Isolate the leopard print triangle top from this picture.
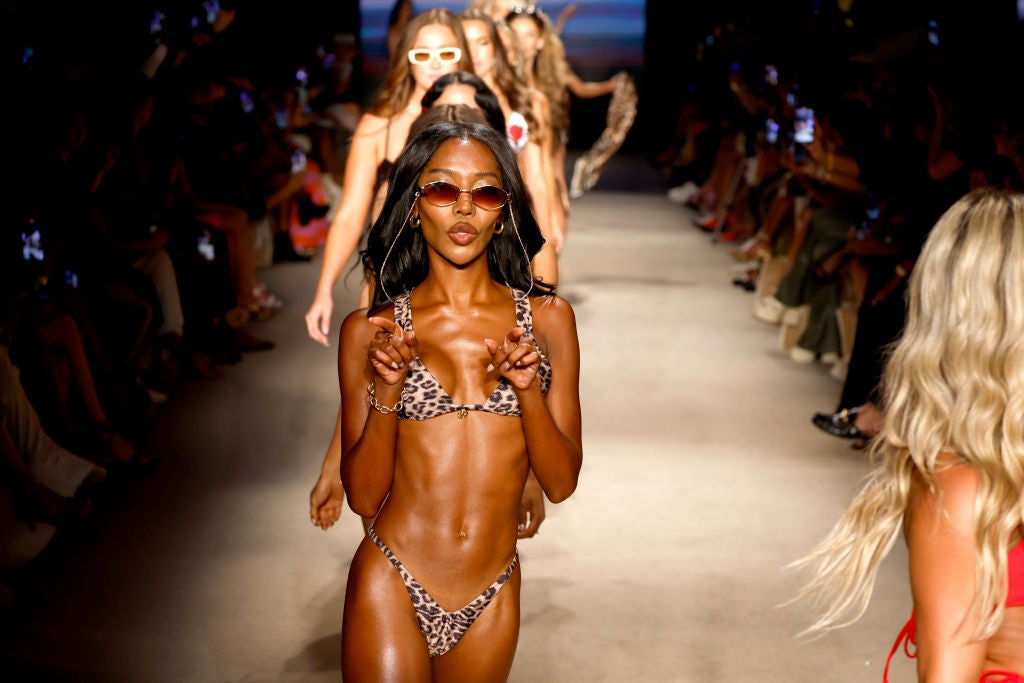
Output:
[394,290,551,420]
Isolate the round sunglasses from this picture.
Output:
[409,47,462,65]
[420,180,509,211]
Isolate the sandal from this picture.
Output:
[96,422,157,469]
[11,481,92,531]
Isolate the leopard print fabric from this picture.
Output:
[569,72,638,199]
[367,527,519,657]
[394,290,551,420]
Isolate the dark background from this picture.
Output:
[8,0,1021,154]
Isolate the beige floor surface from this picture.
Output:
[0,158,913,683]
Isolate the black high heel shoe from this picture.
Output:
[811,408,869,440]
[11,481,92,531]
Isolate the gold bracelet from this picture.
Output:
[367,382,401,415]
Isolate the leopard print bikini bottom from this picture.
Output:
[367,527,519,657]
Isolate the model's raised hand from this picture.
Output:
[483,328,541,390]
[367,315,418,385]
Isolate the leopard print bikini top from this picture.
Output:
[394,290,551,420]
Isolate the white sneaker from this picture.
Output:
[752,296,785,325]
[828,358,850,382]
[668,180,700,204]
[790,345,816,364]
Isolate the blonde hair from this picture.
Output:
[370,8,473,117]
[506,6,569,139]
[460,9,538,136]
[792,188,1024,639]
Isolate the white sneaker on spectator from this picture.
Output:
[821,351,839,366]
[668,180,700,204]
[790,346,816,364]
[752,296,785,325]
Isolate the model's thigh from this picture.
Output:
[433,567,521,683]
[341,539,431,683]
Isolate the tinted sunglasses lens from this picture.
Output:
[437,47,462,65]
[473,185,508,210]
[420,182,459,206]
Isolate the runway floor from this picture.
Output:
[0,157,914,683]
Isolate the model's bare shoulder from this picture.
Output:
[906,456,978,536]
[352,112,388,139]
[530,294,575,327]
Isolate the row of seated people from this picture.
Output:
[0,0,355,602]
[663,21,1024,446]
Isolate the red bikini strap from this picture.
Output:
[882,612,918,683]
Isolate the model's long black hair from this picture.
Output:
[420,71,505,132]
[361,121,554,310]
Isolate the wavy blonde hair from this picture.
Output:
[370,8,473,117]
[791,188,1024,639]
[459,9,538,131]
[505,6,569,140]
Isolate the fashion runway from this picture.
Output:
[0,157,914,683]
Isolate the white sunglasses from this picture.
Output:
[409,47,462,65]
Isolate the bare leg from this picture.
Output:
[341,538,434,683]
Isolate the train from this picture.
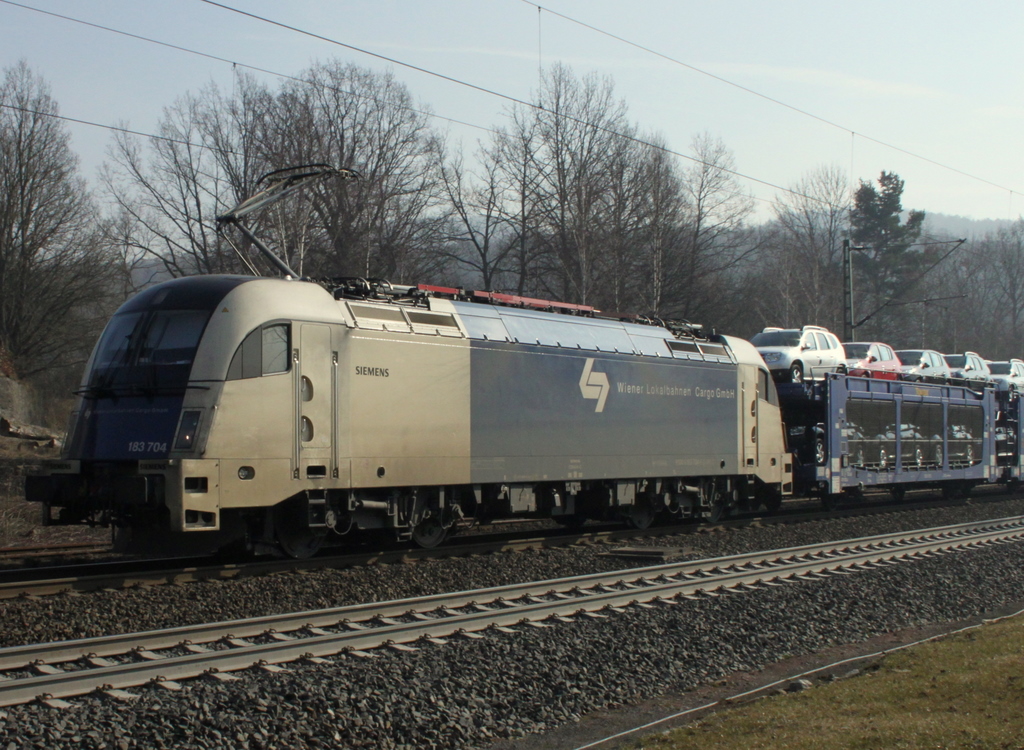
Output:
[19,165,1024,557]
[26,276,793,556]
[26,264,1024,557]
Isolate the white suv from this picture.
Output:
[751,326,846,383]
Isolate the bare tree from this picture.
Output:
[761,166,850,330]
[101,76,269,277]
[0,61,113,377]
[286,61,449,281]
[440,140,517,291]
[663,133,755,320]
[534,66,634,303]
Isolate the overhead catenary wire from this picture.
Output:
[0,0,790,203]
[519,0,1020,201]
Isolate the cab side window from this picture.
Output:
[758,370,778,406]
[226,323,291,380]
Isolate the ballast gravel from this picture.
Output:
[0,500,1024,750]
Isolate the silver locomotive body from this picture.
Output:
[27,277,792,555]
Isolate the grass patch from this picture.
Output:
[632,617,1024,750]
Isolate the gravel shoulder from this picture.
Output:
[0,499,1024,750]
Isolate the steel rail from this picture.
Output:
[0,516,1024,671]
[0,485,1007,600]
[0,517,1024,706]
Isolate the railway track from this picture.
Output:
[0,542,113,559]
[0,493,1002,600]
[0,516,1024,706]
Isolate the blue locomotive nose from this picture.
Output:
[68,277,246,461]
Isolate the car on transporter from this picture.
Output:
[751,326,847,383]
[985,360,1024,393]
[843,341,901,380]
[896,349,953,384]
[942,351,992,388]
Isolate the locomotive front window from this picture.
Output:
[227,323,290,380]
[89,309,210,394]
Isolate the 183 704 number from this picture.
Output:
[128,441,167,453]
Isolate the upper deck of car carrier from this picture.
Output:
[777,375,1021,494]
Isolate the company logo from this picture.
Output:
[580,359,611,413]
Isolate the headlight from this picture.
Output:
[174,409,203,451]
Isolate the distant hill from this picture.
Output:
[925,211,1013,240]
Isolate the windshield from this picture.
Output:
[896,349,925,365]
[89,309,210,392]
[751,331,800,346]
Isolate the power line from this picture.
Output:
[0,0,495,137]
[520,0,1020,195]
[0,100,223,150]
[0,0,933,211]
[0,0,825,203]
[192,0,824,203]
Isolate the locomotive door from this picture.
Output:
[295,323,337,478]
[739,365,760,469]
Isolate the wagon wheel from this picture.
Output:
[700,480,732,524]
[413,512,447,549]
[627,495,657,531]
[814,434,828,466]
[757,485,782,513]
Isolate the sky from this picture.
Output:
[0,0,1024,219]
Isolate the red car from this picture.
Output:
[843,341,903,380]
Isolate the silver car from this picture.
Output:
[985,360,1024,393]
[942,351,992,387]
[896,349,953,383]
[751,326,846,383]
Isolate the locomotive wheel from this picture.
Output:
[821,492,846,512]
[273,501,326,559]
[551,513,587,531]
[627,497,655,531]
[814,435,828,466]
[413,513,447,549]
[757,486,782,513]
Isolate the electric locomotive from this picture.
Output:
[27,276,793,556]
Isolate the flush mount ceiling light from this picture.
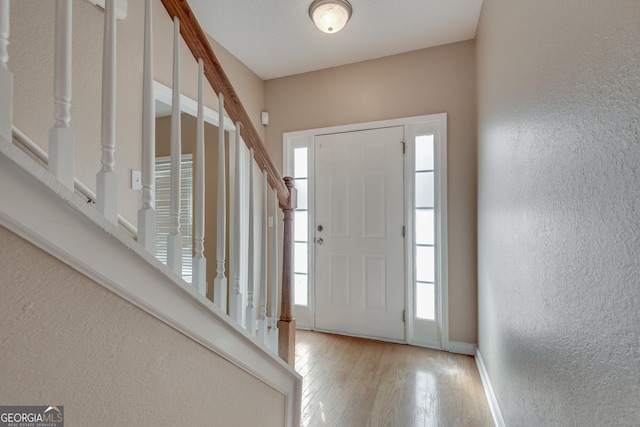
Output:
[309,0,353,34]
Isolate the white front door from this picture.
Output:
[312,126,405,341]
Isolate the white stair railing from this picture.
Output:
[138,0,156,255]
[167,18,182,277]
[0,0,13,141]
[245,148,256,335]
[0,0,295,368]
[96,0,118,225]
[191,59,207,296]
[258,171,269,345]
[265,189,278,354]
[213,93,228,313]
[229,122,242,323]
[49,0,75,191]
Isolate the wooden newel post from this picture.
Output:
[278,176,297,367]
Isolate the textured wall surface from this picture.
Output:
[9,0,144,224]
[9,0,265,224]
[265,41,477,343]
[476,0,640,426]
[0,227,284,427]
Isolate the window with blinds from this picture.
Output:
[156,154,193,283]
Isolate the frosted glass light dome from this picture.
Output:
[309,0,353,34]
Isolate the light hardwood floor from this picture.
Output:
[296,330,493,427]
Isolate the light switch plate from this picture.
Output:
[131,170,142,190]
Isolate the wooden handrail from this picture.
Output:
[162,0,290,206]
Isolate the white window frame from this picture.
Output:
[155,154,193,283]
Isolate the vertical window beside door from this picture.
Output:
[414,135,436,320]
[293,147,309,306]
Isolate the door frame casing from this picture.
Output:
[282,113,449,350]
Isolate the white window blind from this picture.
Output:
[156,154,193,283]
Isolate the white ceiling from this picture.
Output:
[189,0,482,80]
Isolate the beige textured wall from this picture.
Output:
[0,227,284,427]
[265,41,477,343]
[9,0,144,224]
[9,0,265,225]
[477,0,640,427]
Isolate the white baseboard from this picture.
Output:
[449,341,478,356]
[475,348,505,427]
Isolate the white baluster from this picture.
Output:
[49,0,74,191]
[213,93,228,313]
[191,58,207,296]
[229,122,242,323]
[167,18,182,276]
[269,189,278,354]
[258,170,268,345]
[246,148,256,335]
[138,0,156,254]
[96,0,118,225]
[0,0,13,142]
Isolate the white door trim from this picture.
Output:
[282,113,449,350]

### Set task
Please return every line of the records above that contains the word "sunglasses", copying each one in full.

### Result
Isolate the round sunglasses from this picture.
Isolate the tinted sunglasses lens from this picture.
Isolate the white sunglasses from this picture.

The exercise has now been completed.